SELECCIÓN:
Todas coinciden prácticamente en señalar el concepto de cambio, y se completan con adjetivos como violento, rápido o profundo. Por supuesto, el cambio más radical y, por tanto, revolucionario es que de los territorios dependientes de unas monarquías surgen naciones independientes y la mayoría como repúblicas; por tanto, en esencia y según el significado estricto del concepto, se produce una revolución que da como consecuencia la independencia.

En lo que prácticamente toda la historiografía coincide hoy es en que las independencias hispanoamericanas fueron parte de un proceso revolucionario único que, originado en España, se extiende por toda la América colonial. Muchos se empeñan en que se produjo una ruptura; pero pocos ya piensan que fue total. No hace falta ser un genio para saber aplicar el sentido común a cualquier proceso histórico y comprobar que las continuidades son inherentes a cualquier proceso de cambio; claro que, en muchos casos, cuando lo que prima es un fin determinado, se puede obviar esa evidencia y enmascararla, para eso está la historia oficial, cuyo fin es justificar determinadas posturas.

DATOS REGISTRADOS:
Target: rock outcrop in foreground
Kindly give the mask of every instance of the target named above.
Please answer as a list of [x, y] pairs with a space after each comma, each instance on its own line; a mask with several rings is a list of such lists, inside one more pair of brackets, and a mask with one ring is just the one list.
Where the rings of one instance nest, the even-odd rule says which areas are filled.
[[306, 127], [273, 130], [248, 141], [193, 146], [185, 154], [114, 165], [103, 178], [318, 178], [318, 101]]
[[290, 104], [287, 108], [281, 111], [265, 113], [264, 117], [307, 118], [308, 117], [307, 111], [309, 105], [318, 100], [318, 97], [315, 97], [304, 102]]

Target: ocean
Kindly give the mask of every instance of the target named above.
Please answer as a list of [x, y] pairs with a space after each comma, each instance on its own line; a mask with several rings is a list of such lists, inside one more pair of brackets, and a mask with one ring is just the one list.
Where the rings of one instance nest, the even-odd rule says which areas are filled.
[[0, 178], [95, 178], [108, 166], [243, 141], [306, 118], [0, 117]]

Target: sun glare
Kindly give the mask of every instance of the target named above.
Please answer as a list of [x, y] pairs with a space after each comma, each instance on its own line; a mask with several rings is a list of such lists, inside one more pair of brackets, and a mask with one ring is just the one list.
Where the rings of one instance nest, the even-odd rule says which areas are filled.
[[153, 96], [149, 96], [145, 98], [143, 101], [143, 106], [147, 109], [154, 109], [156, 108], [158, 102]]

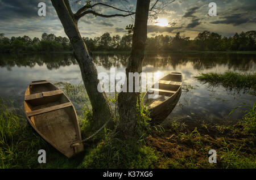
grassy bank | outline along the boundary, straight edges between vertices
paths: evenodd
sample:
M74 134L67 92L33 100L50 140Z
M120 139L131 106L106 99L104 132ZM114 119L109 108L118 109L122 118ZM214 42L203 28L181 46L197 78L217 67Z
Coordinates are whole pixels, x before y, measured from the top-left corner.
M202 73L196 79L209 83L212 85L222 85L225 88L256 90L256 73L241 74L234 72L224 74L216 72Z

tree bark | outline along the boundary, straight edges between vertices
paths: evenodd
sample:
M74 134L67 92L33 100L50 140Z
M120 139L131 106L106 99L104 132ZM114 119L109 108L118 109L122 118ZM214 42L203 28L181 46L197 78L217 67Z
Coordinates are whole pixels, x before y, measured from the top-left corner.
M134 29L131 54L126 68L127 87L129 73L142 71L145 42L147 38L147 24L150 0L138 0L136 6ZM133 79L134 86L134 79ZM134 135L137 121L136 105L139 92L121 92L118 97L119 122L117 136L126 139Z
M73 53L81 70L84 84L90 99L94 118L92 131L97 130L113 117L113 113L105 92L98 91L97 69L77 28L77 21L67 0L51 0L65 32L73 46ZM108 123L113 128L113 121Z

TAREAS ESCRITAS:
1. Según el fragmento sobre las independencias hispanoamericanas, ¿dónde se originó el proceso revolucionario único del que estas formaron parte?
2. Continúe el fragmento sobre las independencias hispanoamericanas a partir de su última oración.

RESPUESTAS:
1. En España.

2.
Lo que parece cierto es que, a partir de ese momento, las cosas no fueron iguales. Algo, si no todo, cambió. Sabemos que a partir de los acontecimientos de 1808, empiezan a moverse y a instalarse nuevas fórmulas de sociabilidad política, aparecen conceptos que, no cabe duda, hacía algún tiempo que se gestaban, pero que ahora empezaban a tomar cuerpo y a desarrollarse: ciudadanía, nación, pueblo, soberanía, igualdad, libertad, república..., y sobre todo aparecen nuevos espacios públicos donde interactúan, debaten y se expresan esas sociabilidades y conceptos (conceptos y términos que presentan, es cierto, una polisemia que conviene estudiar en cada caso y entorno). Estoy de acuerdo con que los personajes, como decía Guerra, parecen los mismos, pero el guión y la escenografía empiezan a cambiar, y lo hacen de manera irreversible en un movimiento continuado que hará que, al poco tiempo, todo parezca y sea diferente. A partir de ese momento, las cosas no fueron iguales.

Todo el nuevo vocabulario político es adoptado en los espacios públicos y en las charlas domésticas, y la idea de la participación política se extiende a distintos grupos, adaptándose a una modernidad forzada para evitar el estigma de atraso y tradicionalismo, según afirma Guillermo Palacios.[6] Una modernidad importada, de nuevo, como todo lo anterior, desde Europa. El gran reto era asumir esa modernidad desde una sociedad de Antiguo Régimen, tal y como se hizo o empezó a hacer en Francia después de 1789, desde una sociedad fragmentada, multiétnica, estamental, repartida por un enorme y también disperso territorio, de fronteras y límites poco claros, y se debió de hacer mediante una apoyatura ideológica, a través de una semiótica de la palabra o del gesto, creando así un imaginario que va a producir mutaciones culturales y políticas de amplia significación.[7]

Pero eso sí, hubo revolución cuando interesó, y no antes. Cuando las clases poderosas, las oligarquías dominantes y las elites sociales y económicas pudieron encabezar directamente procesos cuyas consecuencias creían que ya no se les escaparían de las manos, se aprovecharon, incluso, de los movimientos que organizaron o iniciaron las clases subalternas cuando comprobaron que tenían el control. Fue entonces cuando se lanzaron y no antes. No lo hicieron, por ejemplo, en 1796, cuando España no tenía apenas vínculo con sus colonias debido a las guerras con Inglaterra.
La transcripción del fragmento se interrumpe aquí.